9.00 am: Studiology. I continued work on ‘The Singing in the Air’ suite, while counting the years.

June 14 (Wednesday). 6.30 am: An Ambulation (with communion) through the cemetery, up and down Plasgrug Avenue, and home. (One of my lockdown routes.) Yesterday evening, I listened to a blog entitled Ghosts of Glamorgan. It featured an interview with the Welsh folklorist Bethan Briggs-Miller, who has a particular interest in the history of paranormal. This morning, I struck-up a Twitter conversation with her about the acoustic aspect of anomalous phenomena.

8.00 am: Studiology. The morning was devoted to shaping-up the third piece from ‘The Singing in the Air’ suite. None of the compositions have been nailed down. They’ll remain open to development until the final album track is drafted. This will allow each to benefit from innovations and methods developed in the course of making the others.

2.00 pm: Back to the first line of the ‘Creed’ [working title] project: ‘God’. Presently, I sound as though I’m orchestrating one of the UK’s recent thunderstorms. 7.30 pm: An evening readying a new phone to replace the one that went through the washing cycle some months ago. (Sigh!)

June 15 (Thursday). 7.00 am. A trip switch on one of the house’s three fuse boxes had tripped sometime after 4.00 am. (Sigh!) The upper-hall lights were darkened and the kitchen, strangely silent; (the fridge-freezer no longer emitted it’s reassuring background hum). 8.00 am: A communion. 8.30 am: Writing and admin catch-up. 9.00 am: Studiology. A review of the past few day’s output. ‘Simplify. Be confident of sufficiency. Make less do more, John. And try not to be distracted by the ‘Partygate’ report’ (which was published at 9.00 am).

If a course of action requires you to deceive and hurt others by either denying or concealing the truth, then, it’s plain wrong. You must acknowledge, abandon, and repent of it, whatever the cost to your own happiness, security, reputation, or advancement. And ‘the truth will out’. That’s a fearful prospect:

There is nothing concealed that will not be disclosed, or hidden that will not be made known. What you have said in the dark will be heard in the daylight, and what you have whispered in the ear in the inner rooms will be proclaimed from the roofs. 

Luke 12. 2-3.

In contrast, at the vigil held in Nottingham to respect and grieve for those murdered in the recent attack, selflessness in the cause of the community, solidarity, conviction, honour and decency, and a determination to do what’s good, upright, and necessary, were conspicuously abundant.

1.45 pm: A jaunt to the National Library of Wales (which I can see from my study) to retrieve boxes containing some of my CD releases, which the National Screen and Sound Archive won’t be marketing in its new incarnation. Alas, my work no longer falls within its remit. The upside is that I can now take full responsibility for sales and promotion.

2.30 pm: I made small but no less significant tweaks to ‘The Singing in the Air’ suite before returning for the remainder of the day to the profoundly dark, awfully loud, and appallingly noisy sonorities of ‘Creed’ [working title].

Stored data entries —
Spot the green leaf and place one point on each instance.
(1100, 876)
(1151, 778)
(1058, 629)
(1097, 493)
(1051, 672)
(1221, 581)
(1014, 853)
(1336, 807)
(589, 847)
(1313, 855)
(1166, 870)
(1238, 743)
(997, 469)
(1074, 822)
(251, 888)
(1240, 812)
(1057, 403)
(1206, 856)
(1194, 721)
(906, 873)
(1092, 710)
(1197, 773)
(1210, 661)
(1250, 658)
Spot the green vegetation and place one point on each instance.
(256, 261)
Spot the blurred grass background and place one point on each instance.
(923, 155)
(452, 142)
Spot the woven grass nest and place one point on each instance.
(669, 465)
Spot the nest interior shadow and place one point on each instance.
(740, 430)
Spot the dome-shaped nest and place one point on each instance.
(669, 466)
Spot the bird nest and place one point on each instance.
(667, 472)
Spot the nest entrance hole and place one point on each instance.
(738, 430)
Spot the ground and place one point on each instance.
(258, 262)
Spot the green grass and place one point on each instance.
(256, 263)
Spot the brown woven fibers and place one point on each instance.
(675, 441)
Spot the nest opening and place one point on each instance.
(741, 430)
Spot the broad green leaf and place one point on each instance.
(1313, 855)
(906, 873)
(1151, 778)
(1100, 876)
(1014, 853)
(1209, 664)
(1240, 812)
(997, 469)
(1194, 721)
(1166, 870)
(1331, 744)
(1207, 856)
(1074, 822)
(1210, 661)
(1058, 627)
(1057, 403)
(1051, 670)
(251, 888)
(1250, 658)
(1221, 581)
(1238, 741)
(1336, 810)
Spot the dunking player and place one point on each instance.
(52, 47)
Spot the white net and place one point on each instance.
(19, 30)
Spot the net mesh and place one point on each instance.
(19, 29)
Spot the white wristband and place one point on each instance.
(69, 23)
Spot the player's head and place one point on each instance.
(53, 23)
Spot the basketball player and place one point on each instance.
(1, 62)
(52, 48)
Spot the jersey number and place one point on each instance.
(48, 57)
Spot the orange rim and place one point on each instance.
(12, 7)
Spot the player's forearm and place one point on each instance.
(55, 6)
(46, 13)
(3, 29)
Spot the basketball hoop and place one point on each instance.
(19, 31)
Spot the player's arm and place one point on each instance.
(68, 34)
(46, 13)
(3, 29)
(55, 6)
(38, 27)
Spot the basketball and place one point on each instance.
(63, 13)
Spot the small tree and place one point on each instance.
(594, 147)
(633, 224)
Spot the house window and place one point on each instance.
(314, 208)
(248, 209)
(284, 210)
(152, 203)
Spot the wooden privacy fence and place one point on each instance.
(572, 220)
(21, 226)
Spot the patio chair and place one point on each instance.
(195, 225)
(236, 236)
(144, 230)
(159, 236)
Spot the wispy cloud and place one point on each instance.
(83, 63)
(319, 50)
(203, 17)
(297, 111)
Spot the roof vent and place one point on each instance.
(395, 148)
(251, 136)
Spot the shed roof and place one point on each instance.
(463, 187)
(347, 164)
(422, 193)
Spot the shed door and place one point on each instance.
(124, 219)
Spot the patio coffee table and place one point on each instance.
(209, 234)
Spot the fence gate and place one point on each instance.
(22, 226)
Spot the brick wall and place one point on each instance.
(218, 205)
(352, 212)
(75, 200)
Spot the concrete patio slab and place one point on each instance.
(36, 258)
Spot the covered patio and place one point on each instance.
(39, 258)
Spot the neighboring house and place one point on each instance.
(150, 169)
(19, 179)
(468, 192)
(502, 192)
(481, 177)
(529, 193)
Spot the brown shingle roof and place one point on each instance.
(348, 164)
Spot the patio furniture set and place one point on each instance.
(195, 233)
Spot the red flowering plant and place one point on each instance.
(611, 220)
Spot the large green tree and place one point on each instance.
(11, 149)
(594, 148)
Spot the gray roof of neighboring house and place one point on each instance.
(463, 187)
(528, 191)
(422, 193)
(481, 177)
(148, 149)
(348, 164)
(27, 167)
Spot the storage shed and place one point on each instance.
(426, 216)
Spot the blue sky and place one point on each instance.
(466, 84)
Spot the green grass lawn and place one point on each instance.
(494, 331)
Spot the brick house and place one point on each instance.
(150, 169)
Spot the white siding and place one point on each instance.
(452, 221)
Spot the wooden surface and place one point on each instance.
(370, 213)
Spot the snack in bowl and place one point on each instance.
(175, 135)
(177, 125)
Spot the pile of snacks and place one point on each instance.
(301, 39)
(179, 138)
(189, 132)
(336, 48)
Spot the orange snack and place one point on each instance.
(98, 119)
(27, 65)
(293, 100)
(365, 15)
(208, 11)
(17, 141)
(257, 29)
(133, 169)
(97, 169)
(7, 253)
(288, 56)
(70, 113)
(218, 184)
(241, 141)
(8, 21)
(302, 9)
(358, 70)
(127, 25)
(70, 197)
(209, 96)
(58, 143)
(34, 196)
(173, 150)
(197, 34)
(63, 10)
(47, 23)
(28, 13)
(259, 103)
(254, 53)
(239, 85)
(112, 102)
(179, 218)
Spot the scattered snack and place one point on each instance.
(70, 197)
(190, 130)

Apply what you read —
1 – Answer these from the diary excerpt:
(a) When did the trip switch on the fuse box trip?
(b) What did the writer go to the National Library of Wales to retrieve?
(c) What is the first line of the 'Creed' project?
2 – The diary excerpt lists what a person should be willing to risk when abandoning a wrong course of action. Name each of these costs.

Problem solutions —
1 –
(a) Sometime after 4.00 am.
(b) Boxes containing some of the writer's CD releases.
(c) 'God'.

2 – Happiness, security, reputation, advancement.